(Point placement records)
□ □ □ □ □ □ □

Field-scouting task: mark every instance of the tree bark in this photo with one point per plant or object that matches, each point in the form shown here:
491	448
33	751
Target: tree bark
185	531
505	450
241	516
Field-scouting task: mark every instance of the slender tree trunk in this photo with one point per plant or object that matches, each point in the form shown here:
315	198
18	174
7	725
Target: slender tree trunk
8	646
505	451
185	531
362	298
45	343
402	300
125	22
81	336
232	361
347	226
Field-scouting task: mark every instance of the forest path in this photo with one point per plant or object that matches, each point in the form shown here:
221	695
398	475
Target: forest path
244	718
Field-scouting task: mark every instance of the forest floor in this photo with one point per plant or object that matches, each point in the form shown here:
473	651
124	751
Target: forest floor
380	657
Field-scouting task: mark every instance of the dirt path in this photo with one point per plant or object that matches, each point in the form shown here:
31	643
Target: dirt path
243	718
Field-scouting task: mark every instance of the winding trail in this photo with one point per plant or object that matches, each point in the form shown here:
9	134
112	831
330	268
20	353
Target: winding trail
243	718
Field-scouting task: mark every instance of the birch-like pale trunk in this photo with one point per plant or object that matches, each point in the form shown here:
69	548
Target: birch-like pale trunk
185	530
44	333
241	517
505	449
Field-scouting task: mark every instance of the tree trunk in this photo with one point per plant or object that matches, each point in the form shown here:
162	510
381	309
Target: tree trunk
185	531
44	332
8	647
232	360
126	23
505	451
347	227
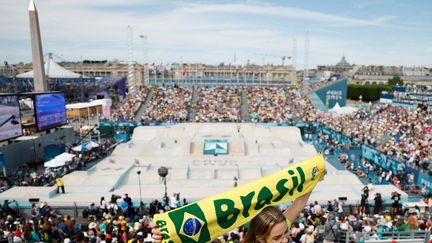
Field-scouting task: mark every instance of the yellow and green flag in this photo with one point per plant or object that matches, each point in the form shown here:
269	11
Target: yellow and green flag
209	218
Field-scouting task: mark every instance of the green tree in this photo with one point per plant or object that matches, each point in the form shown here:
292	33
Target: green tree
396	80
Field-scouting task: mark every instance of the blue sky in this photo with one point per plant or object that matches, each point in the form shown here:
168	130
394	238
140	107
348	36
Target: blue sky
370	32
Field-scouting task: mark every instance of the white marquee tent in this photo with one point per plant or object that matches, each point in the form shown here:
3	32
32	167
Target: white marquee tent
52	70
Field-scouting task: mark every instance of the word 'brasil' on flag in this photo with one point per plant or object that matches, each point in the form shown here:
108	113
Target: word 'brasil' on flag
209	218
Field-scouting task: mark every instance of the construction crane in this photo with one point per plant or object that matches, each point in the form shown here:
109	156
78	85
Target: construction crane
275	56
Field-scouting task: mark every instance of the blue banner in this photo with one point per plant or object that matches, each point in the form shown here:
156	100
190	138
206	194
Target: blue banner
375	156
332	94
395	166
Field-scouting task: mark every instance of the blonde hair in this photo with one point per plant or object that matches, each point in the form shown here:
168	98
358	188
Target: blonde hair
263	223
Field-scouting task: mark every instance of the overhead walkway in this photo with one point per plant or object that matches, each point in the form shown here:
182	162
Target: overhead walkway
143	106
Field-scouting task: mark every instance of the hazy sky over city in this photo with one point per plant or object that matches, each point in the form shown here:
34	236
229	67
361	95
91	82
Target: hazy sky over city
381	32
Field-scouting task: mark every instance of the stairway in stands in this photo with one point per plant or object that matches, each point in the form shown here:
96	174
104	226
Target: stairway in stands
143	106
192	108
244	105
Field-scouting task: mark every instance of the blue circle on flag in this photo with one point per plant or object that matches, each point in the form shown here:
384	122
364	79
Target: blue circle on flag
192	226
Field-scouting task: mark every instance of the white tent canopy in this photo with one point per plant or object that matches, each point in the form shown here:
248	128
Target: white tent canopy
52	70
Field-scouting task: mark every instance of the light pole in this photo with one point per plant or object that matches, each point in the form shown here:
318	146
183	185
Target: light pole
145	64
139	184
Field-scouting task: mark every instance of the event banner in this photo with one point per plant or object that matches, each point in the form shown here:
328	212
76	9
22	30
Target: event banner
209	218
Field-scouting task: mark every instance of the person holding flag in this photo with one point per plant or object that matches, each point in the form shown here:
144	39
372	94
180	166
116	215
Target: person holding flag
212	217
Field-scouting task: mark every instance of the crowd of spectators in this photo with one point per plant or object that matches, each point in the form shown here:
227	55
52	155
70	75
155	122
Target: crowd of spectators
218	104
118	220
169	103
267	104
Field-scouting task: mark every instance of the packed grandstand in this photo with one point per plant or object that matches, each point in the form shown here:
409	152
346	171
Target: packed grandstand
402	134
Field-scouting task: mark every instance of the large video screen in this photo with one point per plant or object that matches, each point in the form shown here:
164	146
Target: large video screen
50	110
215	147
10	121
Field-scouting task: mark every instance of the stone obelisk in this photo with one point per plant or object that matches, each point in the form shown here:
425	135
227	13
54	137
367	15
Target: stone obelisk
39	79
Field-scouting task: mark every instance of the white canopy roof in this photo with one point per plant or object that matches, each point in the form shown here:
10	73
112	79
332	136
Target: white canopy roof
52	70
103	102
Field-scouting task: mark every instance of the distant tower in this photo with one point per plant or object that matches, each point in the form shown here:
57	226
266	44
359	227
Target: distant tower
294	63
131	83
39	79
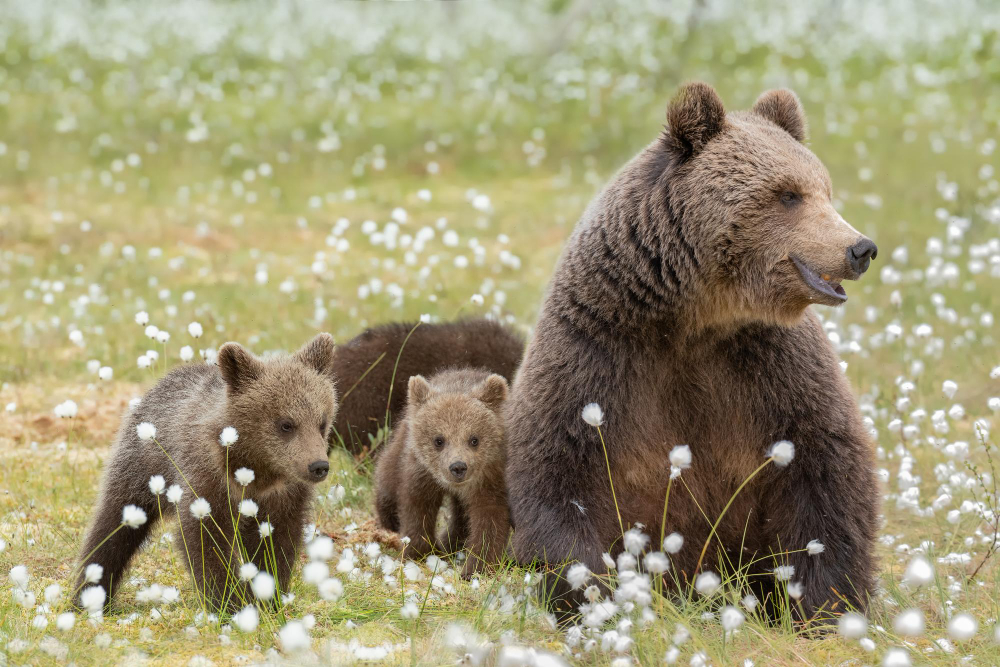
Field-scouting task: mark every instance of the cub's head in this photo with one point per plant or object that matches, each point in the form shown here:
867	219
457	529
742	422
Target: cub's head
758	205
283	409
458	435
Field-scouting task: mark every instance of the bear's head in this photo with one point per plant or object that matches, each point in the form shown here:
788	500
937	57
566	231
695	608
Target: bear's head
758	206
457	436
283	409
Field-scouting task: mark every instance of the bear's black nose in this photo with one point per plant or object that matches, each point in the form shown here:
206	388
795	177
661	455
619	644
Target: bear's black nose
318	470
458	469
860	255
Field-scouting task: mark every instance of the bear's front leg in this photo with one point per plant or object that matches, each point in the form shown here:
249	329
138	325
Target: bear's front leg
489	526
418	510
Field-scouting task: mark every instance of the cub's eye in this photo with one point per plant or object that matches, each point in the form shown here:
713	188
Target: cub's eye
790	198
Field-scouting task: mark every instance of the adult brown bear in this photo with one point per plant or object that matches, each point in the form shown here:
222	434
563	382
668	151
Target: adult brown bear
681	306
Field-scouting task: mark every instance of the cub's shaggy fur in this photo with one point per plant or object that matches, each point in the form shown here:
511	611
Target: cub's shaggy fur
282	409
450	442
681	306
477	343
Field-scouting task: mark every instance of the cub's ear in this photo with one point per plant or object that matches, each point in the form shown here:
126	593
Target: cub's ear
494	392
419	390
694	116
240	368
782	107
318	354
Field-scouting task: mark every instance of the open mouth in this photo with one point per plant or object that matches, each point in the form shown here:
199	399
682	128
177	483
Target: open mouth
822	283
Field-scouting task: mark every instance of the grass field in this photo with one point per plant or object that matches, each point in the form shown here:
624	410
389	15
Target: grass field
270	171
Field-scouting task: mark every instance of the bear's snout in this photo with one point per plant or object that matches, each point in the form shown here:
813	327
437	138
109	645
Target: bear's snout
458	469
860	255
318	470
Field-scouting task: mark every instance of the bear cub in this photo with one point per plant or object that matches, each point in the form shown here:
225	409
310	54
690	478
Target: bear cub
257	480
450	443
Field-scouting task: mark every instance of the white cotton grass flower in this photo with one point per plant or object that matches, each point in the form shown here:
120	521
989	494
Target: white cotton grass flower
852	625
909	623
409	611
294	637
815	548
18	576
200	508
673	543
593	415
145	431
782	452
707	583
262	586
174	493
133	516
962	627
157	485
65	621
578	575
731	618
244	476
247	619
896	657
228	436
919	572
248	571
331	589
93	573
92	599
635	541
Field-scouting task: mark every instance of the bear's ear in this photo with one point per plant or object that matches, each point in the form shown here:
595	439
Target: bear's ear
782	107
419	390
318	354
240	368
494	392
694	116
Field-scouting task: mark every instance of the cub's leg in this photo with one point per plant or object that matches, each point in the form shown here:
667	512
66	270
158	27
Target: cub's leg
455	535
489	526
418	509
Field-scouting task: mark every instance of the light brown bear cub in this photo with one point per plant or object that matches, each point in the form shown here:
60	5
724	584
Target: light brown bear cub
282	410
450	442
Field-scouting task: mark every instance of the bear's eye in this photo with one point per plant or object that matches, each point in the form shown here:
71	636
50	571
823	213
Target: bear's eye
790	198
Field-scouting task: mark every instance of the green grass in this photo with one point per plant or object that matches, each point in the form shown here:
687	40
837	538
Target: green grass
896	115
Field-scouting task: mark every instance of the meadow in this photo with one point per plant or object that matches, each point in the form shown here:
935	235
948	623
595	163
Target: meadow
271	170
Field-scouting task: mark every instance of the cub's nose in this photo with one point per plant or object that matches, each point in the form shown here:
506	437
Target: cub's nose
319	469
860	255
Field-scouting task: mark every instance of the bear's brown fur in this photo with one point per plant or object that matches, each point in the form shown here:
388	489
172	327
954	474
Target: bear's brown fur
680	305
282	409
365	389
450	442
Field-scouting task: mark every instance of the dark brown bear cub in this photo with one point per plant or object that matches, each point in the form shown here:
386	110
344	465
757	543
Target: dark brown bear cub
450	442
280	411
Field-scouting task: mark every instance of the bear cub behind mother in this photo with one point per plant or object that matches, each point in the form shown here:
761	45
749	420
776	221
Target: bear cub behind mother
681	306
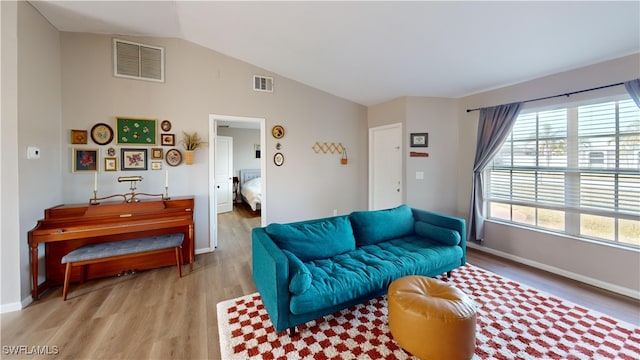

□ □ □ □ □ □ □

**Exercise requirements:**
Return every line of the records above that contains the word "flower", copying each one in full.

**Right answer:**
Field-scouting task: mark every instance of the white cotton grass flower in this photo with one point per plant or object that matches, each point in the form shown here:
Target: white cotton grass flower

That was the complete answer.